■ **Task**
How many lines in the listing below contain the word "door"? Reply with the count alone.

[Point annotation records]
____

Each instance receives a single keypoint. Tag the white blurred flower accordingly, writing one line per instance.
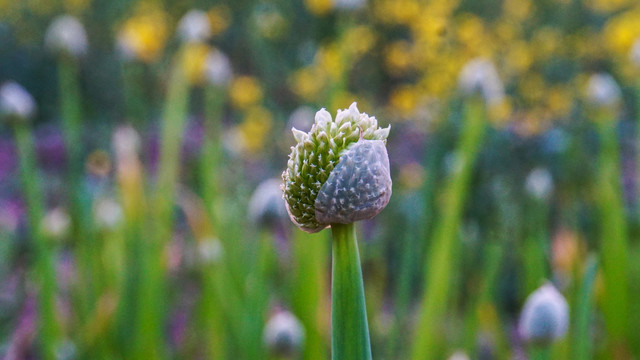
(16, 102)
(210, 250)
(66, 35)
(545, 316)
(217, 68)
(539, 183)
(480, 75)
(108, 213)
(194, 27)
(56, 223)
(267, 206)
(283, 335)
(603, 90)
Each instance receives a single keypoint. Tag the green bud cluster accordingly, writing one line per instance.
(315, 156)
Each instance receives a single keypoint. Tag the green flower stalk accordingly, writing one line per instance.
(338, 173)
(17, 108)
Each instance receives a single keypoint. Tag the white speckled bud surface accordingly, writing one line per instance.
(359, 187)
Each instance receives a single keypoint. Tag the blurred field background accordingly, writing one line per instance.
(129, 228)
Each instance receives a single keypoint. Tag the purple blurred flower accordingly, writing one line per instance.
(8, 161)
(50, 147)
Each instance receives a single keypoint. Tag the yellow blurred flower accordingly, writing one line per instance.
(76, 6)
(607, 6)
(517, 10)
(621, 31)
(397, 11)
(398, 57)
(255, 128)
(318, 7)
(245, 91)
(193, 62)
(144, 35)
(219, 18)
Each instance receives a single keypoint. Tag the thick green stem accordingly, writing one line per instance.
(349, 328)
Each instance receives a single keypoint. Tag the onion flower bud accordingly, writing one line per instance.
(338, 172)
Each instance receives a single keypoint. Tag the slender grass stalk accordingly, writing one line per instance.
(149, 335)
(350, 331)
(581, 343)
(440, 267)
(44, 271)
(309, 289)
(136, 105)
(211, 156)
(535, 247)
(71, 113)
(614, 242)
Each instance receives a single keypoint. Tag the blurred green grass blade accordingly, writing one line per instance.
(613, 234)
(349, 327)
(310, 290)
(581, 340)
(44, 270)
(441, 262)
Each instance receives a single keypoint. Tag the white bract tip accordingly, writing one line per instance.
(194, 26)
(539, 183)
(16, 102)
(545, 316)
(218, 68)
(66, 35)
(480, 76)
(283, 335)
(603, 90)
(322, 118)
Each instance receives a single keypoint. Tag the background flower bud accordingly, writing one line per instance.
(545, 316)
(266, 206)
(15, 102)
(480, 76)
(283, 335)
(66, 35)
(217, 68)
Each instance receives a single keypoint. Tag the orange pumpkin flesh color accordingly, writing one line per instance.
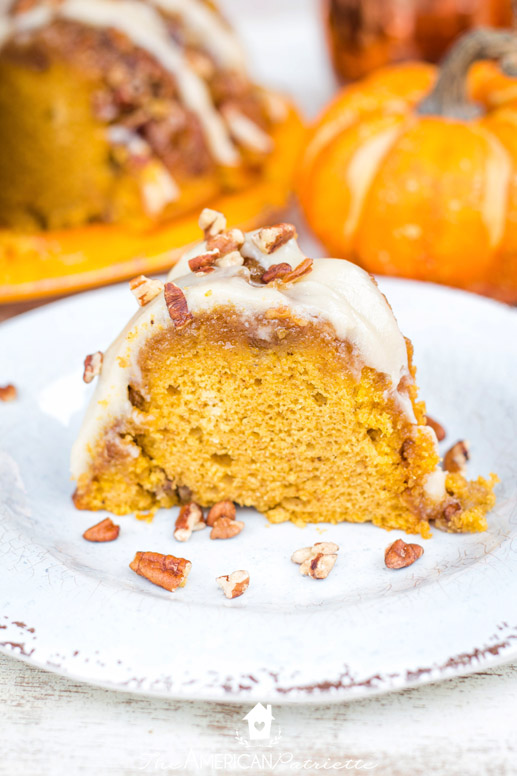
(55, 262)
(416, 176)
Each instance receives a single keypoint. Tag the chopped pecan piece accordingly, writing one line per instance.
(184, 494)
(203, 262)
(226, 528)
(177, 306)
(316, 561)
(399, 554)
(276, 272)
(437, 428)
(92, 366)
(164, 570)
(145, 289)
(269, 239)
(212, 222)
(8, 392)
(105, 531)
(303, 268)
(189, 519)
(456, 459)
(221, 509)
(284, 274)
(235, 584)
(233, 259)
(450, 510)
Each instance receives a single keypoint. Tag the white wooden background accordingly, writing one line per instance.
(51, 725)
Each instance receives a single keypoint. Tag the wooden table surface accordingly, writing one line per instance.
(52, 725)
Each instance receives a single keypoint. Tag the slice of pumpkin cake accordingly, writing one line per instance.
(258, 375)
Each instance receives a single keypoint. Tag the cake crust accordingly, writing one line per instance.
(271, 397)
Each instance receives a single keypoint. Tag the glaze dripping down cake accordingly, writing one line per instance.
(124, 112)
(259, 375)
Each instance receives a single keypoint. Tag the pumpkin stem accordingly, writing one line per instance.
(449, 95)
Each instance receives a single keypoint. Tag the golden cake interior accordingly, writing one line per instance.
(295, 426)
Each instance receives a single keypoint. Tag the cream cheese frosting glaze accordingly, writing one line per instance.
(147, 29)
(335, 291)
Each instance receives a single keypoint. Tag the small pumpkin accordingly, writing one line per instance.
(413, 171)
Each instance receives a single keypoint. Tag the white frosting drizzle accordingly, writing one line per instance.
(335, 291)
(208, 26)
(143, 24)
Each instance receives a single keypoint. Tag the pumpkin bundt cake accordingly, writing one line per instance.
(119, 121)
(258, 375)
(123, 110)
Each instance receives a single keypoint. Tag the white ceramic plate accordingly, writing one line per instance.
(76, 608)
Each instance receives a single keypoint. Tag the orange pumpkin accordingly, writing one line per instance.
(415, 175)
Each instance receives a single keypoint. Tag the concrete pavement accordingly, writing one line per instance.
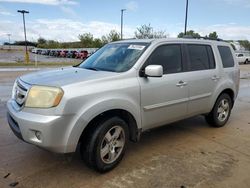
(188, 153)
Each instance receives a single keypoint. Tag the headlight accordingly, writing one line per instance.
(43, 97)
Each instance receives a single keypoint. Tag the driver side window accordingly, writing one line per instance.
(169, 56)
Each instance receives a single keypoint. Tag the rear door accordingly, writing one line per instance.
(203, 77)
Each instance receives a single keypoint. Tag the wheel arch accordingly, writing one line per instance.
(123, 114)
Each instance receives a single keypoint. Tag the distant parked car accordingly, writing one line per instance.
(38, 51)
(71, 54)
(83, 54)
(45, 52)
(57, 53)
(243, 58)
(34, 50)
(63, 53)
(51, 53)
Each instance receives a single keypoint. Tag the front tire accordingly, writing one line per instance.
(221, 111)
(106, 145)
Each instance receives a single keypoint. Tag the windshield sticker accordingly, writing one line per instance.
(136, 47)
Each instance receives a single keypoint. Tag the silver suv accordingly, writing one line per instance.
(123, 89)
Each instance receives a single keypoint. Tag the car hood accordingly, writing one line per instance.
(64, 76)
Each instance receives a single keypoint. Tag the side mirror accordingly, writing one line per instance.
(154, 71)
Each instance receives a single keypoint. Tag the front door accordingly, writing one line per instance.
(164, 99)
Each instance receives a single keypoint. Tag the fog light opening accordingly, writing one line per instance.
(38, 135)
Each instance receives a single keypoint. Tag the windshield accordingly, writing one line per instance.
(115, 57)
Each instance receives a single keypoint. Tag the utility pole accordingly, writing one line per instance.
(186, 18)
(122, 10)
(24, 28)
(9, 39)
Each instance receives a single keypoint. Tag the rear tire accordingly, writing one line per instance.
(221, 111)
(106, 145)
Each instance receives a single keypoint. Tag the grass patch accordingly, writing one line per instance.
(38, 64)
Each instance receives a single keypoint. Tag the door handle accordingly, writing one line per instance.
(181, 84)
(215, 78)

____

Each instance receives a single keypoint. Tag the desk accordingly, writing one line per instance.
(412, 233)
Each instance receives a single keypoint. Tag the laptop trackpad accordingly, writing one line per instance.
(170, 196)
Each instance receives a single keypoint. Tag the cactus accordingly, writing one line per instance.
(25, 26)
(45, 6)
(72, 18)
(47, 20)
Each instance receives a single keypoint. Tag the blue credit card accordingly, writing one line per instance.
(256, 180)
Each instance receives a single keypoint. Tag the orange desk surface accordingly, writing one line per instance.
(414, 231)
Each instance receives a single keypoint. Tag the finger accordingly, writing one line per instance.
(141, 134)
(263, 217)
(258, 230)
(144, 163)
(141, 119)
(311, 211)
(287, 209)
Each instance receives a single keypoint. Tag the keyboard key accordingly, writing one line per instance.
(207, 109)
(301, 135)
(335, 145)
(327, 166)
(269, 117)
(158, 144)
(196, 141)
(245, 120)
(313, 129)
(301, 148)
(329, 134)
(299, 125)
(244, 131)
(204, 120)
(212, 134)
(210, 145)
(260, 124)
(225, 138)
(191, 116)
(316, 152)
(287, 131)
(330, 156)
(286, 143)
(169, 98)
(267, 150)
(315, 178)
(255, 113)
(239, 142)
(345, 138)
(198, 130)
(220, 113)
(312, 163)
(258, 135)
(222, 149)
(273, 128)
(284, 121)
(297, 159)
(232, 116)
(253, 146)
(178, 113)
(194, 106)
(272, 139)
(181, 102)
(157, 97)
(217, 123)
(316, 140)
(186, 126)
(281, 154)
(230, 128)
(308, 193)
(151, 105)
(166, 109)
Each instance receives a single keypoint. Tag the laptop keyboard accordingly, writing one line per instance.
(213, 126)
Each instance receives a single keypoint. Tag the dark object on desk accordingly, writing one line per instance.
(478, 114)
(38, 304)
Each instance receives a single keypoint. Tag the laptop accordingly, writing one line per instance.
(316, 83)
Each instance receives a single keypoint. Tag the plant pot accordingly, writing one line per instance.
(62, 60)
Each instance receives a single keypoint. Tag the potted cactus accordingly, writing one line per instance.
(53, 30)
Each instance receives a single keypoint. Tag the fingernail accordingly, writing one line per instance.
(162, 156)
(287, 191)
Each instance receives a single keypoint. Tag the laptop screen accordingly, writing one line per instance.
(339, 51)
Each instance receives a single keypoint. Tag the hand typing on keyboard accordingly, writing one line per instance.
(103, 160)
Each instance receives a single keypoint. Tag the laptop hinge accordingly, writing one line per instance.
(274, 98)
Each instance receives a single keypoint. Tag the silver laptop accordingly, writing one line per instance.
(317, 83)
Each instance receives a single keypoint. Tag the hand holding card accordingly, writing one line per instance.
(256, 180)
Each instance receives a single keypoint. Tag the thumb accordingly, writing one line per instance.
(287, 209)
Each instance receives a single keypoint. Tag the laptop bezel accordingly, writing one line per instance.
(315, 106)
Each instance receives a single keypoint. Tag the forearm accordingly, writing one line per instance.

____

■ **Written solution**
3